Start of Block

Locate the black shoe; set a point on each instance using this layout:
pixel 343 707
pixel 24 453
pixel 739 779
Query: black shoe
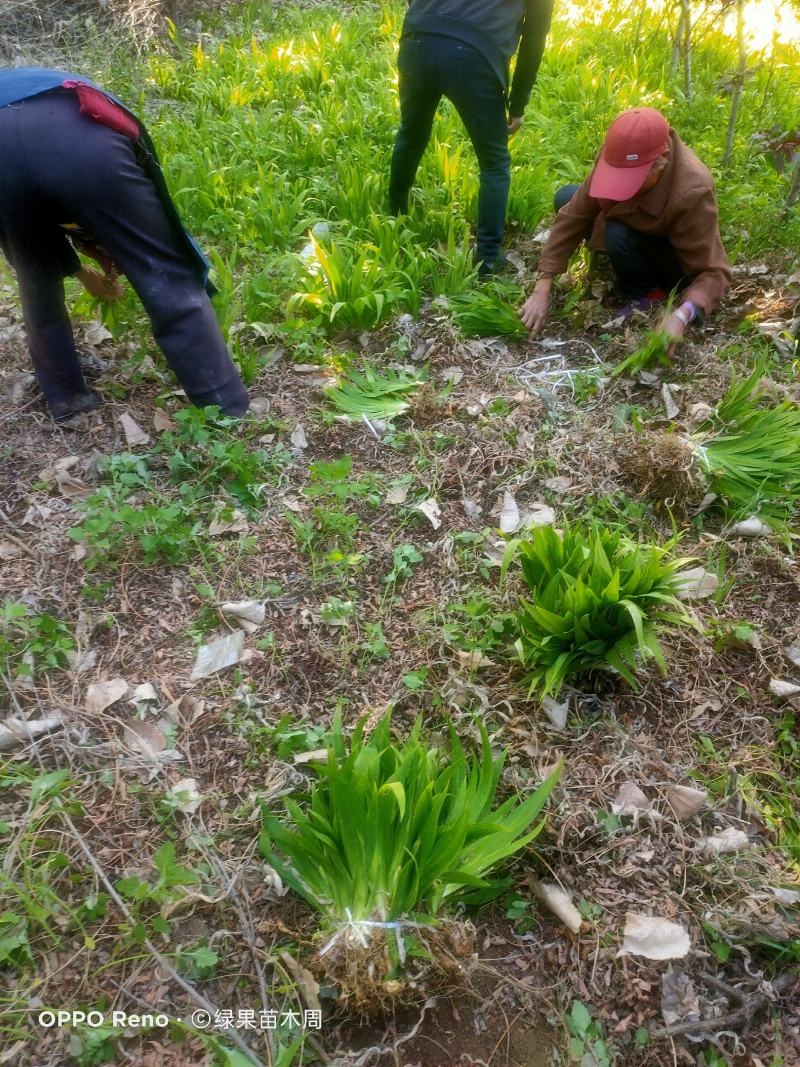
pixel 77 404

End of Block

**WORK REQUIRED**
The answer must reproduce every line of the records above exactly, with all pictures left out.

**SOLUTION TO THIS EXERCISE**
Locate the black shoe; set a point on each instance using this layout:
pixel 343 707
pixel 24 453
pixel 739 779
Query: black shoe
pixel 77 404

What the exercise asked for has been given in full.